Extract the listing below in full, unchanged.

== Record set ==

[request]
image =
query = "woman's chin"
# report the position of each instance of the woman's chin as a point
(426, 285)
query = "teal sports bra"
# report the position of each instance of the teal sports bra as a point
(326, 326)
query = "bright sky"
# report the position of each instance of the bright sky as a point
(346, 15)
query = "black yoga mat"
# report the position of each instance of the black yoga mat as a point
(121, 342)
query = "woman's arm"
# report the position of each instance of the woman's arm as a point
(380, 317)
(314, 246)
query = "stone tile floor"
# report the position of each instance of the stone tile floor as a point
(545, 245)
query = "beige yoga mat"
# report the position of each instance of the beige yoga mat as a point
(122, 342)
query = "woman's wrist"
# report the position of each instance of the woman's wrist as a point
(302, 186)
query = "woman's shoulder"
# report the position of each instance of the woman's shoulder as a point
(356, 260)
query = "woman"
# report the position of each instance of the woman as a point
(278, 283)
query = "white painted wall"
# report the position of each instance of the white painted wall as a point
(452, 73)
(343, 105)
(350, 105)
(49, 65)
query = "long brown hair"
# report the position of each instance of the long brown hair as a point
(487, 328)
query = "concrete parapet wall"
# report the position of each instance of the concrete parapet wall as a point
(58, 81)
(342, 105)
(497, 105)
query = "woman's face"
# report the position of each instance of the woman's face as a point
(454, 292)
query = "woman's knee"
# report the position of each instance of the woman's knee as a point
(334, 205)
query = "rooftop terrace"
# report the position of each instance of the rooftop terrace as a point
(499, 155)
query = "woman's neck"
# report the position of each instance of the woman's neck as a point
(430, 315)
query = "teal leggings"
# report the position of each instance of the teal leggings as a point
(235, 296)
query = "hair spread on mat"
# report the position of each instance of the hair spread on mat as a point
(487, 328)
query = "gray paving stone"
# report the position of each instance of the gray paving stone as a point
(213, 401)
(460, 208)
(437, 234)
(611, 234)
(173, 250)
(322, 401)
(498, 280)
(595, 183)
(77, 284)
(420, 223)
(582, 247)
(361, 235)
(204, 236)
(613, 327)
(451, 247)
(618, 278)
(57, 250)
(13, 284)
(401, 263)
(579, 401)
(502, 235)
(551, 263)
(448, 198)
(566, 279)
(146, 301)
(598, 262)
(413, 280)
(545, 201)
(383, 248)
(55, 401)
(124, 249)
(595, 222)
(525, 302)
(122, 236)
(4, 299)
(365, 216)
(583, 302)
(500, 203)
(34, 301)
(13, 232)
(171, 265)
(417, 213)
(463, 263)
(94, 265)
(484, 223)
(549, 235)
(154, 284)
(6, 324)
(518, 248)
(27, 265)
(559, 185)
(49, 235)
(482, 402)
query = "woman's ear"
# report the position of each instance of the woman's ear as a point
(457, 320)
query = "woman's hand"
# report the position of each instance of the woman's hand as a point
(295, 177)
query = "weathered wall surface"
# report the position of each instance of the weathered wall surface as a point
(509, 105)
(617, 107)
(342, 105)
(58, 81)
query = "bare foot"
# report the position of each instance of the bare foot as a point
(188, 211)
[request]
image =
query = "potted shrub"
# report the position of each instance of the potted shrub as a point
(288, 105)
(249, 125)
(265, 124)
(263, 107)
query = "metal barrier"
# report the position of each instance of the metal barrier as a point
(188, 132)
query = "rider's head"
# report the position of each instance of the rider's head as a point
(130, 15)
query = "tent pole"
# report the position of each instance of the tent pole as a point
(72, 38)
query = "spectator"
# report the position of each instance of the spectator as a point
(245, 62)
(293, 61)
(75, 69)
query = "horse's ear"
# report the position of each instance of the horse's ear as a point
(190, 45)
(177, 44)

===

● Written response
[request]
image =
query = "woman's chin"
# report the position of each instance of the woman's chin as a point
(426, 285)
query = "teal sports bra"
# report the position of each instance of the teal sports bra as a point
(326, 326)
query = "bright sky"
# report the position of each instance of the bright sky as a point
(346, 15)
query = "black yoga mat"
# report the position of each instance of the black yoga mat as a point
(121, 342)
query = "woman's arm"
# report the position of each instance of the woman's arm as a point
(380, 317)
(314, 246)
query = "stone tile floor"
# report the position of each instance of the stone tile floor as a point
(545, 245)
query = "beige yoga mat"
# report the position of each instance of the beige yoga mat as a point
(122, 342)
query = "woman's wrist"
# report the position of each instance of the woman's wrist as a point
(302, 186)
query = "woman's shoulder"
# report the position of each instance of the woman's shoulder as a point
(356, 260)
query = "woman"
# report the position of each instance of the woman as a point
(278, 283)
query = "white painted wall"
# report the position of each instance of the white painted wall as a point
(452, 73)
(343, 105)
(350, 105)
(49, 65)
query = "long brown hair"
# report the position of each instance of the long brown hair as a point
(487, 328)
query = "concrete parapet wall"
# report the position of each instance of the concrete parapet wall as a point
(58, 81)
(342, 105)
(497, 105)
query = "woman's face"
# report the position of each instance of the woman's face as a point
(454, 292)
query = "woman's knee"
# report the position of each instance of the woman's knee as a point
(334, 205)
query = "rooftop terrace"
# report the position of each instance of the rooftop terrace as a point
(499, 155)
query = "woman's neck"
# report the position of each instance of the woman's neck as a point
(430, 315)
query = "teal leggings"
# report the position of each instance of the teal leggings as a point
(235, 296)
query = "hair spread on mat"
# report the position of each instance of the hair spread on mat as a point
(487, 328)
query = "gray paving stone"
# report the position of each instance of the gray paving stone as a point
(213, 401)
(460, 208)
(437, 234)
(611, 234)
(173, 250)
(322, 401)
(498, 280)
(595, 183)
(77, 284)
(420, 223)
(582, 247)
(361, 235)
(204, 236)
(613, 327)
(451, 247)
(618, 278)
(57, 250)
(13, 284)
(401, 263)
(579, 401)
(502, 235)
(551, 263)
(448, 198)
(566, 279)
(146, 301)
(598, 262)
(413, 280)
(545, 201)
(383, 248)
(55, 401)
(124, 249)
(595, 222)
(525, 302)
(122, 236)
(4, 299)
(365, 216)
(583, 302)
(500, 203)
(34, 301)
(13, 232)
(171, 265)
(417, 213)
(463, 263)
(94, 265)
(484, 223)
(549, 235)
(154, 284)
(6, 324)
(518, 248)
(27, 265)
(559, 185)
(49, 235)
(482, 402)
query = "woman's ear"
# report the position of each instance of the woman's ear as a point
(457, 320)
query = "woman's hand"
# report the position of each instance of the woman's hand as a point
(295, 177)
query = "weathered wall surface"
# report the position of each instance of the weathered wall surface as a point
(509, 105)
(617, 107)
(342, 105)
(58, 81)
query = "bare foot"
# report the position of each instance of the bare foot as a point
(188, 211)
[request]
image =
query = "potted shrub"
# report the position of each instance of the potted shrub as a point
(288, 105)
(249, 125)
(265, 124)
(263, 107)
query = "metal barrier"
# report the position of each instance of the metal barrier as a point
(188, 132)
query = "rider's head"
# report the position of each instance of the rider's head as a point
(130, 15)
query = "tent pole"
# report the position of each instance of the tent pole as a point
(72, 38)
query = "spectator"
# report the position of each instance of the spectator as a point
(245, 62)
(293, 61)
(75, 69)
query = "horse's ear"
# report the position of each instance of the horse's ear as a point
(190, 45)
(177, 44)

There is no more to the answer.